The records:
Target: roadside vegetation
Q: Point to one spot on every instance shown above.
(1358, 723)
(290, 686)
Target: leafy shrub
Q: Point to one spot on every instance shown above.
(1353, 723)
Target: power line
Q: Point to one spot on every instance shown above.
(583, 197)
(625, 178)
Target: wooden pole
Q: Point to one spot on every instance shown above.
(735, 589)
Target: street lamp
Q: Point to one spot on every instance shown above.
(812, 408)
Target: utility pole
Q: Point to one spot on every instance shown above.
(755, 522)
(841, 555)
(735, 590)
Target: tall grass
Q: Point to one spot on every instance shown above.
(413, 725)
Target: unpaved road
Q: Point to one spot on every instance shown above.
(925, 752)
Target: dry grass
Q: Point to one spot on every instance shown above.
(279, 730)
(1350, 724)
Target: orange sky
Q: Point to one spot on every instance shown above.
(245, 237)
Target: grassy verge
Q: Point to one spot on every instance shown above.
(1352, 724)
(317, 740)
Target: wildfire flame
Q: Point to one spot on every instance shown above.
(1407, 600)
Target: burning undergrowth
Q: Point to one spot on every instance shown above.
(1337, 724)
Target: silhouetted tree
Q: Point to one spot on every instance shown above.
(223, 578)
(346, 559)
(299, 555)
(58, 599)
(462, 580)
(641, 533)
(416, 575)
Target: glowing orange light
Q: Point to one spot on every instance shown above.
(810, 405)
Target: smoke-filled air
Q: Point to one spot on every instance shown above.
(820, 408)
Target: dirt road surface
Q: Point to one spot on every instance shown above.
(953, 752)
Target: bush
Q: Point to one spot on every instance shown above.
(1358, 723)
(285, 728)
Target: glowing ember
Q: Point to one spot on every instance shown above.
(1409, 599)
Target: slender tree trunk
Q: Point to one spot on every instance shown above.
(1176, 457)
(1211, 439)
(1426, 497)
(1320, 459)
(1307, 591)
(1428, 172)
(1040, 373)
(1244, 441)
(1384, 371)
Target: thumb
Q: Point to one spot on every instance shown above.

What is being asked:
Find the lines above with the word "glowing". Copy them out.

Response for this exercise:
Target: glowing orange light
Target: glowing ember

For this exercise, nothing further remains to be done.